### Exercise data

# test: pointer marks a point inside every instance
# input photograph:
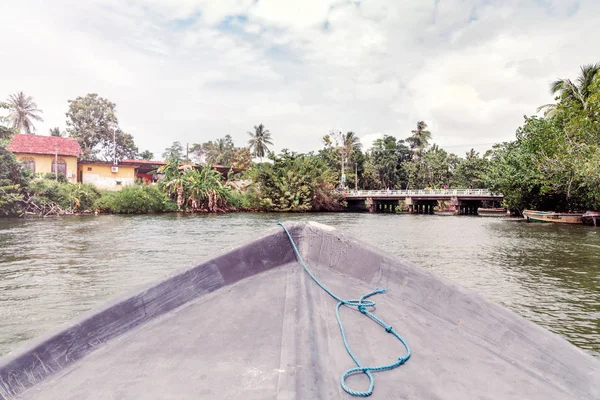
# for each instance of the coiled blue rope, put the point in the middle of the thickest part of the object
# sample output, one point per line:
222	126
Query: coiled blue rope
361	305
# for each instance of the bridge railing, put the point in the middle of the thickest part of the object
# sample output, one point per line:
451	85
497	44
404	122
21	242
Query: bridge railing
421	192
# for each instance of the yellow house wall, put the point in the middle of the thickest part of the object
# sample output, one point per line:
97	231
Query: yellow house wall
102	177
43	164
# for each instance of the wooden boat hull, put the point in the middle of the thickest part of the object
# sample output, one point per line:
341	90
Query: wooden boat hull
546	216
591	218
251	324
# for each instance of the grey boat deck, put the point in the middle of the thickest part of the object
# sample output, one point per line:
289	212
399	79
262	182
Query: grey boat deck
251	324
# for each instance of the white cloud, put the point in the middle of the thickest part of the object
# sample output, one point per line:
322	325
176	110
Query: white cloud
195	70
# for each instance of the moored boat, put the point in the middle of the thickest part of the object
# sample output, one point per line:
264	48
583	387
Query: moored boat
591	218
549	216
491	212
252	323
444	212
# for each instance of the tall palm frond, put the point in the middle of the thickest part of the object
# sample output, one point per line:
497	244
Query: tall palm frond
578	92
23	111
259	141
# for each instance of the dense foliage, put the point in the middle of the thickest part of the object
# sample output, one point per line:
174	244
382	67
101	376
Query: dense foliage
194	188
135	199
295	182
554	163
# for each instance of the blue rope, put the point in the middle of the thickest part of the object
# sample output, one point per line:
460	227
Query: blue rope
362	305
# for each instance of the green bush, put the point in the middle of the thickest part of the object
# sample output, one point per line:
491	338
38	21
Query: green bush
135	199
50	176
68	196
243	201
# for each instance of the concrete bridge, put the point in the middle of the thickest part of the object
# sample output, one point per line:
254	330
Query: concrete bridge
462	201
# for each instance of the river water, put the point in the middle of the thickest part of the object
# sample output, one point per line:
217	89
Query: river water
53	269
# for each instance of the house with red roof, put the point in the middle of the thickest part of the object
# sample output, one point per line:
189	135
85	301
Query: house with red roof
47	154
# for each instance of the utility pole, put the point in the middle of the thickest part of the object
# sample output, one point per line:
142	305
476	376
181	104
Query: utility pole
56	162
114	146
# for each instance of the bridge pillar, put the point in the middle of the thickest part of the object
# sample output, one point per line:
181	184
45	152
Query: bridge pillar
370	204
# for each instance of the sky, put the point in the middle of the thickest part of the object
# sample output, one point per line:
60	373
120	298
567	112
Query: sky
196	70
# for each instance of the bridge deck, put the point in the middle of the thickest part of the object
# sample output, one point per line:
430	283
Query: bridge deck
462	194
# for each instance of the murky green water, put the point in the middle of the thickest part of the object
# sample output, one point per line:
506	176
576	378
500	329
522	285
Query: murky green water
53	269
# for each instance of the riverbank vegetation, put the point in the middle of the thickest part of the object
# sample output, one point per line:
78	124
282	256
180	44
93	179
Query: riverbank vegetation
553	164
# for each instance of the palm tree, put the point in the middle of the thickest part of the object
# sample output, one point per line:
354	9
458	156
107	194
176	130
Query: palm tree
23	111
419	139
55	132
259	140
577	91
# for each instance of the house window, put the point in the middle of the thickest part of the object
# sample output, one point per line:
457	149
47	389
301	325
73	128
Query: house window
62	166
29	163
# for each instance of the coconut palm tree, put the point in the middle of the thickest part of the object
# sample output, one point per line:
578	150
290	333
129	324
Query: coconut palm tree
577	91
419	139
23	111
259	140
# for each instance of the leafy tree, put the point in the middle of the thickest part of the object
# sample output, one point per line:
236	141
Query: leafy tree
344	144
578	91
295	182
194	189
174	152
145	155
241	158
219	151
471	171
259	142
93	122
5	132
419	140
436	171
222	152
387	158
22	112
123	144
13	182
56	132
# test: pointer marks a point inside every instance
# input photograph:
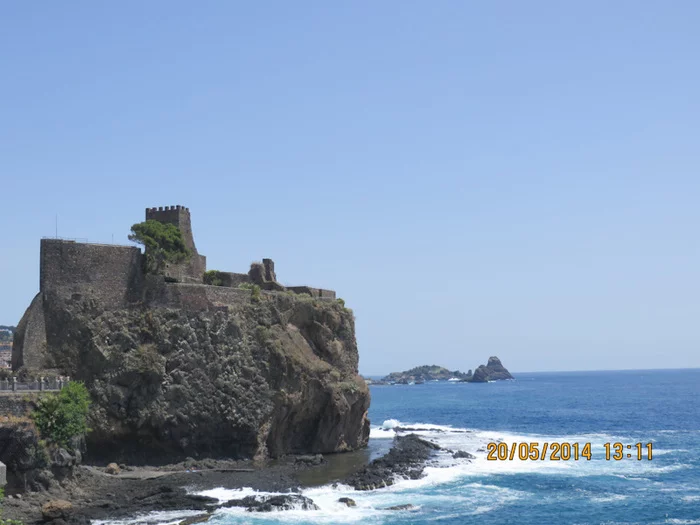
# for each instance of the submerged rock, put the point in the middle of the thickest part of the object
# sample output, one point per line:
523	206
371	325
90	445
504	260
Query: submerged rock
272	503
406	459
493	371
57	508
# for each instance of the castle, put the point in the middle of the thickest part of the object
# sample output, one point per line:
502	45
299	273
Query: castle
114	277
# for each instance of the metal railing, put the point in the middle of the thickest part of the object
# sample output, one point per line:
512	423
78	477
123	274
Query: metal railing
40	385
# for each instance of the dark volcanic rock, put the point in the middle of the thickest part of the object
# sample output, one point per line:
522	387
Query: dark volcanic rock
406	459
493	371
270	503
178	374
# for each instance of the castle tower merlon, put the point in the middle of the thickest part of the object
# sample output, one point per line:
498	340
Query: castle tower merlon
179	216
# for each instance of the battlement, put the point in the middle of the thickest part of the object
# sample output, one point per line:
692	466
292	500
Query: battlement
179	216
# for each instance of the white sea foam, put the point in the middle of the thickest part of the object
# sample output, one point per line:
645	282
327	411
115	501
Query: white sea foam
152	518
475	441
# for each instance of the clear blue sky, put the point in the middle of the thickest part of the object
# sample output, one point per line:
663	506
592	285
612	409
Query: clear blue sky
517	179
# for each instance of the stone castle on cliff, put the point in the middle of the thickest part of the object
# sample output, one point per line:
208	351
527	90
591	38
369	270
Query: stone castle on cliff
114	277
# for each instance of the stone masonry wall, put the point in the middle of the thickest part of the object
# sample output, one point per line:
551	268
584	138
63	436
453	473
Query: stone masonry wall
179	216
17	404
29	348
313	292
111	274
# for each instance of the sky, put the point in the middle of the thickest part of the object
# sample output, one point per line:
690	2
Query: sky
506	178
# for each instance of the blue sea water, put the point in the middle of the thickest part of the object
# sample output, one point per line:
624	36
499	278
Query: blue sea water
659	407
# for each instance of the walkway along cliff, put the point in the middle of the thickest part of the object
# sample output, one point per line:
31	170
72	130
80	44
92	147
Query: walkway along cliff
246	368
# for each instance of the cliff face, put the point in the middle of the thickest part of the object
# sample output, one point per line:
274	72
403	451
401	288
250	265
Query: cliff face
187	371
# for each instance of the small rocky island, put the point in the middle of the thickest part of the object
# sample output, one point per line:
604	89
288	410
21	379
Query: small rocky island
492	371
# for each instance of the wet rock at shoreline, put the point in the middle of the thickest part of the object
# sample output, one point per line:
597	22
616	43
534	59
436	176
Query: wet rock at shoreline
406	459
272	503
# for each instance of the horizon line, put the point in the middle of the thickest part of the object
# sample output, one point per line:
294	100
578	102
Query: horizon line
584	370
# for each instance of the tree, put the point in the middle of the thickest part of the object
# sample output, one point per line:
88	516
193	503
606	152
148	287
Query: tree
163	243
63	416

### About this task
The pictures alone are to be left out when the data above is copied; all else must match exactly.

### Output for this exercise
# test: pointer marks a point inside every instance
# input photograph:
# for each instance of the coiled blue rope, put the point in the middle of the thickest part of the object
# sample output, one point per line:
222	126
Query: coiled blue rope
361	305
# for each instance of the bridge railing, put the point in the middle of the thickest part of the object
# sample output, one point per line:
451	85
497	44
404	122
21	242
Query: bridge railing
421	192
# for each instance of the yellow house wall, put the point in the middle of the thickest part of the object
# sample output, one point per line:
97	231
Query: yellow house wall
102	177
43	164
# for each instance of the wooden boat hull, put the point in the middle of the thickest part of the object
# sample output, one point per line:
341	90
Query: wooden boat hull
546	216
591	218
251	324
# for each instance of the grey boat deck, put the point in the middle of the thickest part of the object
# sample output, one point per line:
289	212
399	79
262	182
Query: grey boat deck
251	324
# for each instance of the white cloud, put the point in the middle of the thickest part of the object
# sample output, one point per line:
322	325
176	110
Query: white cloud
195	70
# for each instance of the moored boat, put the point in the middle of the thickest part of the object
# sample output, one point per line:
264	48
583	387
Query: moored boat
591	218
549	216
491	212
252	323
444	212
# for each instance of the tall palm frond, put the point in the middle of the thickest part of the object
# sample output, one point per line:
497	244
Query: tall palm frond
578	92
23	111
259	141
# for each instance of the dense foliage, put the point in the middle of the thickest part of the object
# sample output, one point per line:
174	244
382	67
101	376
Query: dense foliage
194	188
135	199
295	182
554	163
# for each instance of the blue rope, put the point in the middle of the thickest part of the object
# sample output, one point per line:
460	227
Query: blue rope
362	305
# for each instance of the green bush, put the point in the middle of the thickest part of the object
# sample output, one point per line:
491	338
38	21
Query: green bush
135	199
50	176
68	196
243	201
# for each instance of the concrete bridge, put the point in the middle of the thickest part of the object
# sample output, one point per line:
254	330
Query: concrete bridge
462	201
# for each instance of the river water, put the point in the middle of the thickest part of the object
# sample output, one point per line:
217	89
Query: river water
53	269
# for each instance of the house with red roof, put the point in the middle of the thickest part of the object
# sample output, one point per line:
189	135
85	301
Query: house with red roof
47	154
# for each instance of the utility pole, put the point in the middle of the thickest part of the object
# sample output, one point per line:
142	305
476	376
181	104
Query: utility pole
56	162
114	146
# for each instance of the bridge pillar, put the point in the middle of the thickest part of the object
# sample output, one point per line:
181	184
45	152
Query: bridge pillar
370	204
# for each instance of the sky, put the point in the middle of the thickest part of the object
# sample output, one point per line:
60	373
120	298
567	112
Query: sky
196	70
# for each instance of the bridge deck, put the point in the middle of the thickest part of the object
# sample output, one point per line:
430	283
Query: bridge deck
462	194
# for each instance of the murky green water, put the point in the middle of the thickest part of the object
# sample output, one point per line:
506	176
576	378
500	329
522	285
Query: murky green water
53	269
# for each instance of the riverbank vegetation, put the point in the middle of the thickest part of the object
# sample output, one point per line:
78	124
282	256
180	44
93	179
Query: riverbank vegetation
553	164
# for each instance of the palm tree, put the point in the middle of the thickest part of the object
# sample output, one point per line:
354	9
458	156
107	194
176	130
Query: palm tree
23	111
419	139
55	132
259	140
577	91
# for each instance of the house window, put the point in the middle of the thickest part of the object
# sample output, one point per line:
457	149
47	389
301	325
73	128
Query: house window
62	166
29	163
# for each instance of the coconut palm tree, put the point in the middle of the thickest part of the object
# sample output, one point per line:
578	150
290	333
129	324
Query: coconut palm tree
577	91
419	139
23	111
259	140
# for each instance of the leafy tree, put the point in the middle of the thickest part of the object
# sample output, one point per line:
236	141
Query: leafy tree
344	144
578	91
295	182
194	189
174	152
145	155
241	158
219	151
471	171
259	142
93	122
5	132
419	140
436	171
222	152
387	158
22	112
123	144
13	182
56	132
# test: pointer marks a point inside every instance
# input photograph:
# for each instance of the submerged rock, put the point in the middle of the thickest part of the object
# sample output, one point per line:
523	206
371	325
90	445
504	260
Query: submerged rock
272	503
406	459
493	371
57	508
# for each instance of the castle, put the point in the middle of the thickest part of the object
# sample output, one point per line:
502	45
299	273
Query: castle
114	277
# for each instance of the metal railing, put the point in the middle of the thickest part of the object
# sample output, one point per line:
512	423
78	477
123	274
Query: metal railing
40	385
# for each instance of the dark volcanic rock, put the point in the middle of the thickest part of the object
# sample output, one point per line:
522	387
Query: dark volcanic rock
406	459
493	371
270	503
178	374
# for each instance of the castle tower merlon, put the point in the middle of the thickest part of the object
# sample output, one point per line:
498	340
Query: castle tower merlon
179	216
# for each instance of the battlement, put the point in the middle of the thickest part of the object
# sample output, one point per line:
692	466
292	500
Query: battlement
179	216
# for each instance of the white sea foam, put the point in the middle of the thickest part of the object
# sample output, one point per line:
645	282
327	411
115	501
Query: white sea foam
152	518
475	441
# for each instance of the clear blue sky, put the point in the middle of the thickest part of the object
# sample output, one point per line:
663	506
592	285
612	409
Query: clear blue sky
517	179
# for each instance of the stone castle on cliff, put the point in the middle of the thickest part of the object
# sample output, one point per line:
208	351
527	90
591	38
369	270
Query: stone castle on cliff
114	277
# for each instance of the stone masonry wall, put the point in the middle of the thickest part of the object
# sample output, one point per line:
551	268
584	138
63	436
453	473
Query: stone masonry wall
179	216
17	404
29	348
313	292
111	274
# for each instance of the sky, put the point in the middle of the thickest part of the object
# sample output, one point per line:
690	2
Query: sky
506	178
# for each instance of the blue sea water, put the point in the middle of the thickest part of the object
# sample output, one point per line:
624	36
499	278
Query: blue sea water
659	407
# for each instance of the walkway along cliff, put the point in the middle of the thickest part of the object
# sample output, one point per line:
31	170
72	130
80	44
92	147
Query: walkway along cliff
246	368
# for each instance of the cliff face, put the point in the middle of the thickest part of the object
# sample output, one point per line:
274	72
403	451
401	288
250	265
Query: cliff face
187	371
# for each instance of the small rocky island, put the point in the middle of the thickest part of the object
# sample output, one point per line:
604	89
288	410
21	379
Query: small rocky island
492	371
# for each instance of the wet rock at shoreline, put the point in the middle of the thickest part of the object
# sample output, one point per line:
597	22
616	43
534	59
436	176
Query: wet rock at shoreline
406	459
272	503
# for each instance of the horizon line, put the point in the middle of the thickest part of the object
# sample output, one point per line:
294	100
578	102
Query: horizon line
584	370
# for each instance of the tree, put the point in the middle of the thickest part of the object
# sample output, one point per line:
88	516
193	503
606	152
148	287
Query: tree
163	243
63	416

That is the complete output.